Eternal Lies – Session 3

NOVEMBER 1, 1934: Having wrapped up their interviews with Douglas Henslowe and Edgar Job, the Investigators decided to leave the Joy Grove Asylum. On their way out, Dorothy was accosted by a heavyset, disheveled patient who identified herself as the movie star Olivia Clarendon. She appeared to be delusional, as Clarendon is a sleek, polished Hollywood icon, but Dorothy humored her. “Olivia” signed autographs, and the group left for Henslowe’s ancestral estate on the outskirts of Savannah.

While driving along the marshy roads, the Investigators convoy of two cars was approached by the sedan that had been tailing them earlier. It moved to ram Dorothy’s car, but Chantelle fired a very large pistol at it. The car went off the road, and the Investigators escaped, shaken, but unharmed.

The Investigators arrived at the Henslowe estate, a decaying plantation. Various outbuildings stood in disrepair, and the grounds themselves were overgrown and being claimed by the nearby swamp.  To be cautious, they approached on foot, but they were detected by a trio of guard dogs. In the ensuing scuffle, Luke Davis was badly mauled. The elderly groundskeeper, JOHN CORUTHERS appeared and called his dogs off.

After speaking with the Investigators and reading the letter of introduction Henslowe had given them, Coruthers escorted the Investigators to his shack. There, he tended to Luke’s injury. He also answered a few questions about the Henslowe family. Douglas and his mother are the only surviving members of what was once a very powerful family. As the Investigators already knew, Douglas has been in and out of Joy Grove since 1924, when experienced some sort of breakdown. Coruthers expressed disdain for Douglas, while also making his obeisance to the family clear. They Investigators warned Coruthers about the men in the sedan, as they noticed it was parked up the road.

On the basis of the letter of introduction, Coruthers escorted the Investigators to the main house. The house itself was largely dilapidated, with some sections being closed off entirely. Coruthers asked the Investigators to keep away from MOTHER HENSLOWE, who was resting on her sun porch. The Investigators looked around a bit, finding a dusty gothic interior. They made their way to Douglas’s room, where they found an old shovel standing by the door, caked in old dried mud. Looking around a bit more, they also found a basket full of a strange mix of stuff, including twine and purple ink.

-.-.-

EXERCISE TASKS =>
1) Answer these questions from the session recap:
(a) Who fired at the sedan that tried to ram Dorothy's car?
(b) Which Investigator was badly mauled by the guard dogs?
(c) What stood by the door of Douglas's room?
2) Write the next part of the session recap, picking up after its last sentence.
The listing has nothing to do with the session recap.

-.-.-

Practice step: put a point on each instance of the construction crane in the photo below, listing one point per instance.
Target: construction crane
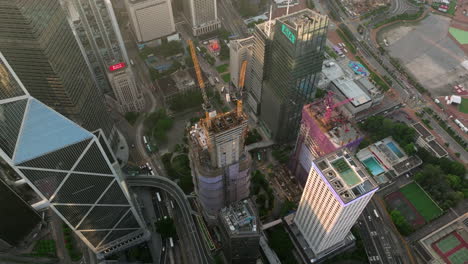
(330, 105)
(201, 83)
(242, 75)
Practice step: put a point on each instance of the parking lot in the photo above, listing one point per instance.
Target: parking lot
(428, 53)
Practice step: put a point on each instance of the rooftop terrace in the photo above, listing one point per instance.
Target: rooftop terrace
(345, 175)
(240, 218)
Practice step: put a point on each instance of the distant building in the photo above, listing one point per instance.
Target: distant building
(42, 49)
(240, 230)
(202, 15)
(151, 19)
(386, 160)
(426, 140)
(337, 191)
(287, 60)
(98, 32)
(71, 170)
(18, 218)
(347, 85)
(448, 244)
(318, 137)
(220, 164)
(240, 51)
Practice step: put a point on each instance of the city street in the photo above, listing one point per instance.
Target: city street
(380, 237)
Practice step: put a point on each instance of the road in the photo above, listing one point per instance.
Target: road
(378, 239)
(197, 248)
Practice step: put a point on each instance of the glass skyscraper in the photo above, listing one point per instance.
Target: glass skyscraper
(37, 41)
(98, 32)
(70, 169)
(294, 52)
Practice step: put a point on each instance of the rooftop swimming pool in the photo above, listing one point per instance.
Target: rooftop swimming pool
(373, 166)
(395, 149)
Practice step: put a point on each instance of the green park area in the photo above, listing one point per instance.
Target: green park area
(222, 68)
(464, 106)
(423, 203)
(460, 35)
(157, 124)
(226, 77)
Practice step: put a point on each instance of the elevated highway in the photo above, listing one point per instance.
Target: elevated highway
(197, 250)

-.-.-

YOUR RESPONSES =>
1)
(a) Chantelle, with a very large pistol.
(b) Luke Davis.
(c) An old shovel caked in old dried mud.

2)
Using a photograph of the house that they found in a book Douglas had mentioned, (indirectly,) the Investigators determined that he had buried a cache of materials from 1924 in the family graveyard, here on the estate. They dug up a box holding, among other things, a key to the safe deposit box Douglas had mentioned before. It is at the First Bank of Long Beach in California. Meanwhile, Tick Tock had put in a call to an associate back in New York. He was trying to identify the men in the sedan that had been following the Investigators. Aside from finding out that they appeared to be Asian and had been seen in Tick Tock’s neighborhood back home, the contact was unable to tell him much.

A heavy downpour began falling. The Investigators turned to leave. Despite their attempts to sneak away—and to use Coruthers as a distraction—they were set upon by the thugs from the sedan. An altercation broke out, with guns drawn, but no shots were fired. The thugs seemed to be speaking a strange alien tongue and who were made up of a peculiar mix of White and Asian men (peculiar for the time and place). They threw a typed sheet of paper at the Investigators, and then left. The paper read “DROP THIS CASE. GO HOME.”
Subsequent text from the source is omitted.